## RAW DATA
══════
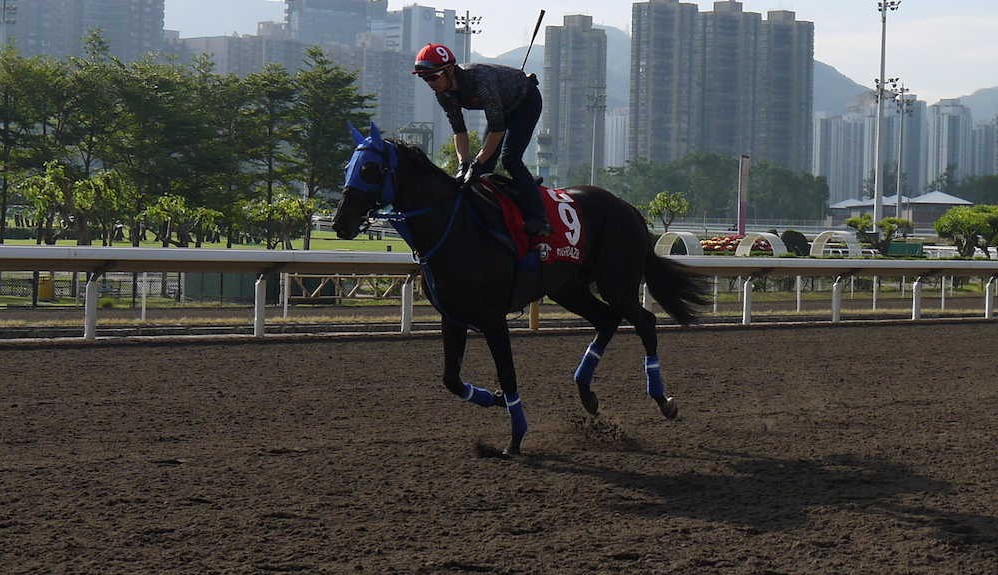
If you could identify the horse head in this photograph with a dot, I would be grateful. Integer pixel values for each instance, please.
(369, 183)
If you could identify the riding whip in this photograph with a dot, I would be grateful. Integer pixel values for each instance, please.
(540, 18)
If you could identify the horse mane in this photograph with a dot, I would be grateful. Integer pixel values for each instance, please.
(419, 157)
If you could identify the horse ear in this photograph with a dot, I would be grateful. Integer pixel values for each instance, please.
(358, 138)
══════
## STATED EXERCISE
Reproduce every item with "photograph" replaced by "image" wherever it occurs, leaving all other wording unchanged. Omit the pictures from your answer.

## WRITTEN REPLY
If you could identify the horse head in this image with a dot, I would be grateful. Integer pixel values for each instance, please.
(369, 183)
If you could identify the riding whip in this image with a dot, I would be grateful. Integer pixel values for each instance, please.
(540, 18)
If you could identify the horse mane in this image with a dot, I would be grateful. Integer pixel values for each instance, please.
(419, 157)
If you could identify the horse ear in this image with a dot, I would be grateful. Integer pixel values for each instance, please.
(358, 138)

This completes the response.